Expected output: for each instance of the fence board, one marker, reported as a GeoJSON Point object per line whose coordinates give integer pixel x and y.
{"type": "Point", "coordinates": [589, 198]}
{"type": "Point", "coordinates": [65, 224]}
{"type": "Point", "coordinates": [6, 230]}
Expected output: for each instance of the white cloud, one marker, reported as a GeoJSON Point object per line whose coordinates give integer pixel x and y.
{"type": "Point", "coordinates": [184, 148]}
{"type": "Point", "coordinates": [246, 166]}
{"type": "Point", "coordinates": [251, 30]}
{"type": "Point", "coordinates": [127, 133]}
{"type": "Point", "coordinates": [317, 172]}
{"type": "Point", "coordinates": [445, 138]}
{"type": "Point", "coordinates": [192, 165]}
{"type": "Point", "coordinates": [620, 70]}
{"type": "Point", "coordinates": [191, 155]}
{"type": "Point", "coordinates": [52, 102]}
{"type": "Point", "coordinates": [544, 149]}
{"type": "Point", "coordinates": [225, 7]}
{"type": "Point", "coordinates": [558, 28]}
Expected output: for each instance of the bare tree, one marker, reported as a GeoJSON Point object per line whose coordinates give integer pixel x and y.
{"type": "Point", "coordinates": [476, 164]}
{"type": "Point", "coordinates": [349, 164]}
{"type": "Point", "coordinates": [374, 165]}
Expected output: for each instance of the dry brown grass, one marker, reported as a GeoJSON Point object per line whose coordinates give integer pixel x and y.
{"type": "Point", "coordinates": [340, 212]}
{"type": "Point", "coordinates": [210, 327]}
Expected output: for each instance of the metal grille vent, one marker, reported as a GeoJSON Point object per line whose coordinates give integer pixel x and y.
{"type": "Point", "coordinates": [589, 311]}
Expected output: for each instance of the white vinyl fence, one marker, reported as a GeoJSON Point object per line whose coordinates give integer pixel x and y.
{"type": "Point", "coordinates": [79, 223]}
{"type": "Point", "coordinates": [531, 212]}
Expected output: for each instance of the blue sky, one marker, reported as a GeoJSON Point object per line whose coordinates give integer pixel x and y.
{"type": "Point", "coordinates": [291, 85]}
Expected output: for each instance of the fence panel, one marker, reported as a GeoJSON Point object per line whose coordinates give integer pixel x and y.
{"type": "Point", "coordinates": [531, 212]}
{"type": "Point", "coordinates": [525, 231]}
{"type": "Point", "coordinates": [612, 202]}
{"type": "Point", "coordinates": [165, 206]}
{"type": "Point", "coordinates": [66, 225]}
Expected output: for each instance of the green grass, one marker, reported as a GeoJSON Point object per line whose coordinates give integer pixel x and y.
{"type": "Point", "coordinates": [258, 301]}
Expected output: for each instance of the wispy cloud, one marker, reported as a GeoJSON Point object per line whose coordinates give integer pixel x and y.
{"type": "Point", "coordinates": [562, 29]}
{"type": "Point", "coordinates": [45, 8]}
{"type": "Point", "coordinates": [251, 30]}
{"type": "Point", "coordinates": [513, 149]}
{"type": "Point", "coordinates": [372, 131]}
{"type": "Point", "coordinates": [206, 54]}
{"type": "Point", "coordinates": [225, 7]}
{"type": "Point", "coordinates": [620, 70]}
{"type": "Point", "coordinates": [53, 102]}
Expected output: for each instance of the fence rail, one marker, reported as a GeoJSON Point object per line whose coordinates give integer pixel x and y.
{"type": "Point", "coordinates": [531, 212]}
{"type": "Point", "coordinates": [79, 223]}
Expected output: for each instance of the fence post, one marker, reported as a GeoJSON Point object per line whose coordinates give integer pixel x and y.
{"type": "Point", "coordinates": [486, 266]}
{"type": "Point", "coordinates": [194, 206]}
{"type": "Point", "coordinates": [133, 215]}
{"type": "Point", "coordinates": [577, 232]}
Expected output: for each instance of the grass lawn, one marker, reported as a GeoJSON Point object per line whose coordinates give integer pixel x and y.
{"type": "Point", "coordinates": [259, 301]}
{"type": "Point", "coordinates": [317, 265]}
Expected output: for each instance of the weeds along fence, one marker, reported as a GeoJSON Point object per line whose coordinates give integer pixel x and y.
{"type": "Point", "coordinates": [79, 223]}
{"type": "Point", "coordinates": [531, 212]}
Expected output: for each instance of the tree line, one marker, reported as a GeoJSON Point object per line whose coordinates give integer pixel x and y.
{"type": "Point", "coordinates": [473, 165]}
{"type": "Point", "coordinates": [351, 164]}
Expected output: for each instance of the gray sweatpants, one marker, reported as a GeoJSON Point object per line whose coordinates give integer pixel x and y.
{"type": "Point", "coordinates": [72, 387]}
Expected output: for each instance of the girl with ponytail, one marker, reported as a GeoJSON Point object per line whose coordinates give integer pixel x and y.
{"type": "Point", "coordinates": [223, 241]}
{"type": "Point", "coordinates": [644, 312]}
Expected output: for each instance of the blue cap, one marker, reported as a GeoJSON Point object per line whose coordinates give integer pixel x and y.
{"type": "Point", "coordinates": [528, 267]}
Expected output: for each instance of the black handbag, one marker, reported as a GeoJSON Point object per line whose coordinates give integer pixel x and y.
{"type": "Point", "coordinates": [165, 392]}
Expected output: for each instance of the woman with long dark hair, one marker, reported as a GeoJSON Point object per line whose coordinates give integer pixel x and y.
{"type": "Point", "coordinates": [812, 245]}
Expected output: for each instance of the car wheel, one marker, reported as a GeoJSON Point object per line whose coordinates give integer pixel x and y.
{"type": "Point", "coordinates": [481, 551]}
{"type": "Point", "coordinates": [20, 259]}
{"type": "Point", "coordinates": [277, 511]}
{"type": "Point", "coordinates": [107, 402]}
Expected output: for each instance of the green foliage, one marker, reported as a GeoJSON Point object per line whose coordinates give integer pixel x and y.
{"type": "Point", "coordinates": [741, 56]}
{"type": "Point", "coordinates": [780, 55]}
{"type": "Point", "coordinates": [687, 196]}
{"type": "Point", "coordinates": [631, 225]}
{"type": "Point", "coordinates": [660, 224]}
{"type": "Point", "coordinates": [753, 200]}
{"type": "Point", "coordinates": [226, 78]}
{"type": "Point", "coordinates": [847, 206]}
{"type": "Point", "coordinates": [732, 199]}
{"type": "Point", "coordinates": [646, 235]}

• [Given request]:
Copy every one of the rows above, word for word, with nothing changed.

• [Problem solution]:
Expected output: for each instance of the fence board, one marker, reported as a GeoJSON Point object per line whose coordinates give integer pixel x and y.
{"type": "Point", "coordinates": [589, 198]}
{"type": "Point", "coordinates": [65, 224]}
{"type": "Point", "coordinates": [6, 230]}
Expected output: for each instance of the white cloud, one marker, reported as a GeoJSON Point object per line whose coordinates give integer pixel x and y.
{"type": "Point", "coordinates": [184, 148]}
{"type": "Point", "coordinates": [246, 166]}
{"type": "Point", "coordinates": [251, 30]}
{"type": "Point", "coordinates": [127, 133]}
{"type": "Point", "coordinates": [317, 172]}
{"type": "Point", "coordinates": [445, 138]}
{"type": "Point", "coordinates": [192, 165]}
{"type": "Point", "coordinates": [620, 70]}
{"type": "Point", "coordinates": [191, 155]}
{"type": "Point", "coordinates": [52, 102]}
{"type": "Point", "coordinates": [544, 149]}
{"type": "Point", "coordinates": [225, 7]}
{"type": "Point", "coordinates": [558, 28]}
Expected output: for each instance of the bare tree, one marker, reported as a GeoJSON Point object per line whose coordinates give integer pixel x and y.
{"type": "Point", "coordinates": [476, 164]}
{"type": "Point", "coordinates": [349, 164]}
{"type": "Point", "coordinates": [374, 165]}
Expected output: for each instance of the dry brown grass, one marker, reported as a GeoJSON Point object per line whose coordinates give integer pixel x and y.
{"type": "Point", "coordinates": [340, 212]}
{"type": "Point", "coordinates": [210, 327]}
Expected output: for each instance of the metal grille vent, one marker, reported as a GeoJSON Point object per line whose coordinates give integer pixel x and y.
{"type": "Point", "coordinates": [589, 311]}
Expected output: for each instance of the white vinyl fence, one marker, reported as a GeoJSON Point object per line whose coordinates give integer pixel x and y.
{"type": "Point", "coordinates": [79, 223]}
{"type": "Point", "coordinates": [531, 212]}
Expected output: for each instance of the blue sky, one marker, reported as a GeoJSON Point object per line whose coordinates give integer pixel x and y.
{"type": "Point", "coordinates": [291, 85]}
Expected output: for each instance of the fence panel, one marker, reported as a GeoJSON Point object per line whose coordinates give integer pixel x and y.
{"type": "Point", "coordinates": [531, 212]}
{"type": "Point", "coordinates": [525, 231]}
{"type": "Point", "coordinates": [612, 202]}
{"type": "Point", "coordinates": [165, 206]}
{"type": "Point", "coordinates": [66, 225]}
Expected output: for each instance of the green grass, one marker, reported as a GeoJSON Point object per line whose coordinates give integer pixel x and y.
{"type": "Point", "coordinates": [258, 301]}
Expected output: for each instance of the wispy cloud, one marker, reported as a GeoJSON Point object per line whose coordinates give integer pixel x and y.
{"type": "Point", "coordinates": [562, 29]}
{"type": "Point", "coordinates": [45, 8]}
{"type": "Point", "coordinates": [251, 30]}
{"type": "Point", "coordinates": [513, 149]}
{"type": "Point", "coordinates": [372, 131]}
{"type": "Point", "coordinates": [206, 54]}
{"type": "Point", "coordinates": [225, 7]}
{"type": "Point", "coordinates": [620, 70]}
{"type": "Point", "coordinates": [53, 102]}
Expected output: for each instance of the fence rail, one marker, reported as a GeoJSON Point object per line whose coordinates give integer pixel x and y.
{"type": "Point", "coordinates": [531, 212]}
{"type": "Point", "coordinates": [79, 223]}
Expected output: for each instance of the fence post, one marker, reported as a GeoJSON Point object per line whose coordinates give integer pixel x and y.
{"type": "Point", "coordinates": [486, 266]}
{"type": "Point", "coordinates": [194, 206]}
{"type": "Point", "coordinates": [133, 215]}
{"type": "Point", "coordinates": [577, 232]}
Expected output: for each instance of the grass lawn, one marker, reported as a GeoJSON Point object per line whose coordinates give integer pixel x and y.
{"type": "Point", "coordinates": [259, 301]}
{"type": "Point", "coordinates": [317, 265]}
Expected output: for each instance of the weeds along fence, one marker, reported as a GeoJSON Point object per line whose coordinates give integer pixel x and y.
{"type": "Point", "coordinates": [79, 223]}
{"type": "Point", "coordinates": [531, 212]}
Expected output: for each instance of the tree line, one marker, reported as a GeoJSON Point object per line whose coordinates give integer pixel x and y.
{"type": "Point", "coordinates": [473, 165]}
{"type": "Point", "coordinates": [351, 164]}
Expected output: for each instance of the gray sweatpants, one marker, reported as a GeoJSON Point object per line whose coordinates give integer pixel x and y.
{"type": "Point", "coordinates": [72, 387]}
Expected output: for each instance of the girl with ponytail, one marker, reported as a GeoJSON Point object per line whose coordinates give integer pixel x and y.
{"type": "Point", "coordinates": [223, 241]}
{"type": "Point", "coordinates": [644, 312]}
Expected output: for each instance of the blue cap, one marker, reported as a GeoJSON Point object per line whose coordinates give integer pixel x and y.
{"type": "Point", "coordinates": [528, 267]}
Expected output: for each instance of the black handbag, one marker, reported as a GeoJSON Point object per line whose coordinates give integer pixel x and y.
{"type": "Point", "coordinates": [165, 392]}
Expected output: for each instance of the woman with long dark hair, one marker, reported as a GeoJSON Point object per line whose coordinates give integer pixel x and y.
{"type": "Point", "coordinates": [812, 245]}
Expected output: for each instance of the car wheel, one marker, reported as a GeoJSON Point object per line whose coordinates give integer pixel x and y.
{"type": "Point", "coordinates": [481, 551]}
{"type": "Point", "coordinates": [20, 259]}
{"type": "Point", "coordinates": [277, 511]}
{"type": "Point", "coordinates": [107, 402]}
Expected output: for each instance of the green foliage, one marker, reported as a GeoJSON Point object per line whose coordinates give integer pixel x and y.
{"type": "Point", "coordinates": [741, 56]}
{"type": "Point", "coordinates": [780, 55]}
{"type": "Point", "coordinates": [687, 196]}
{"type": "Point", "coordinates": [631, 225]}
{"type": "Point", "coordinates": [660, 224]}
{"type": "Point", "coordinates": [753, 200]}
{"type": "Point", "coordinates": [226, 78]}
{"type": "Point", "coordinates": [847, 206]}
{"type": "Point", "coordinates": [732, 199]}
{"type": "Point", "coordinates": [646, 235]}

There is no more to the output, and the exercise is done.